## start Provided text
# Feeding times?



## a-ha (Jun 20, 2012)

I recently acquired some tincs from Josh’s Frogs at a reptile show and I forgot to ask them there. I was wondering what time of day do people tend to feed their frogs? I feed on Mondays, Wednesdays, and Fridays but I’m unsure about what time is best for them? Morning, noon, afternoon, or night? 

I tried to find a similar post but I didn’t have any luck on specific times. Any help or suggestions would be greatly appreciated!


----------



## Socratic Monologue (Apr 7, 2018)

I feed my imitators in the morning, since that's when they are out and about. I also feed my leucs then, but they will come out for food anytime of the day or night. I don't know what the daily routine of tincs is, but watching them for a while will give you an idea of when they're hungry.


----------



## DPfarr (Nov 24, 2017)

Best? I applaude you for considering that. 

I feed the frogs when I get home from work. I’m too much of a late riser to dust and distribute while still being on time to work. Sometimes my tincs don’t even get out and about before 10am


----------



## thrain (Apr 11, 2018)

i feed anytime an hour after lights turn on to 2 hrs before lights turn off.... my tincs are pretty good at eating everything so as long as they eat, i'm happy  sometimes when guests/friends come over and my tincs are hiding, they get an extra feeding to lure them out hahahaha


----------



## johnachilli (Feb 8, 2007)
## end Provided text
= Directions for this task =
Please list every kind of frog named in the feeding-times thread above.
## start Provided material
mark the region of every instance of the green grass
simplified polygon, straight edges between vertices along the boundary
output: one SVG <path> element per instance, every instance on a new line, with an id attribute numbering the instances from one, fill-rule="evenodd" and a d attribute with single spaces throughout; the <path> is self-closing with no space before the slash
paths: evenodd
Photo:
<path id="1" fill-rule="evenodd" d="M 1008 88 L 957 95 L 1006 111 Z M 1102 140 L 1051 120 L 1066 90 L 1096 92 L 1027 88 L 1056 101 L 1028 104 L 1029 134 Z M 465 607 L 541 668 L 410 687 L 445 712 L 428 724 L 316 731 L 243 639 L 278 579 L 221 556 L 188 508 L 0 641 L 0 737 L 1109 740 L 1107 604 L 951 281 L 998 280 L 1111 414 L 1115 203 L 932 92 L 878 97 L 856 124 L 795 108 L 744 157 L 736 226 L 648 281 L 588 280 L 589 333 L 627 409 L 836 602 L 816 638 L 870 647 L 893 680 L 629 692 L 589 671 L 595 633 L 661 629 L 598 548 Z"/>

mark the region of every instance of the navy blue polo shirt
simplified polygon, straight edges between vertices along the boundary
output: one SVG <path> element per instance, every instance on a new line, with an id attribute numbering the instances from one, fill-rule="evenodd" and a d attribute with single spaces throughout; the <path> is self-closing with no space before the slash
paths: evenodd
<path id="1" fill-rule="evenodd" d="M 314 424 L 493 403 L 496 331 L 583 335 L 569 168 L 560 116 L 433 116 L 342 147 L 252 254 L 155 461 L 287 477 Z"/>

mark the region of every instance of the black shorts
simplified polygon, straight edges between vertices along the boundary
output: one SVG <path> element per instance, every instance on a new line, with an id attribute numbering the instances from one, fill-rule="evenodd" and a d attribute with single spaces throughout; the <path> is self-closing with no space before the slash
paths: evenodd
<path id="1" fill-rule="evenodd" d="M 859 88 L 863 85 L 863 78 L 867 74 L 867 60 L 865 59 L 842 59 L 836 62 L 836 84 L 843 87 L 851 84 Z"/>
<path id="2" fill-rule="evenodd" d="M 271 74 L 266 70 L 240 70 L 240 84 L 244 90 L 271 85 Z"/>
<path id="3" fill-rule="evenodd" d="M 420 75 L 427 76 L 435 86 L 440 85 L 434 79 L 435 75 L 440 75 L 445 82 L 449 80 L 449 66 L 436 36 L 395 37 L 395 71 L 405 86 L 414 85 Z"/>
## end Provided material
= Reply =
tincs, imitators, leucs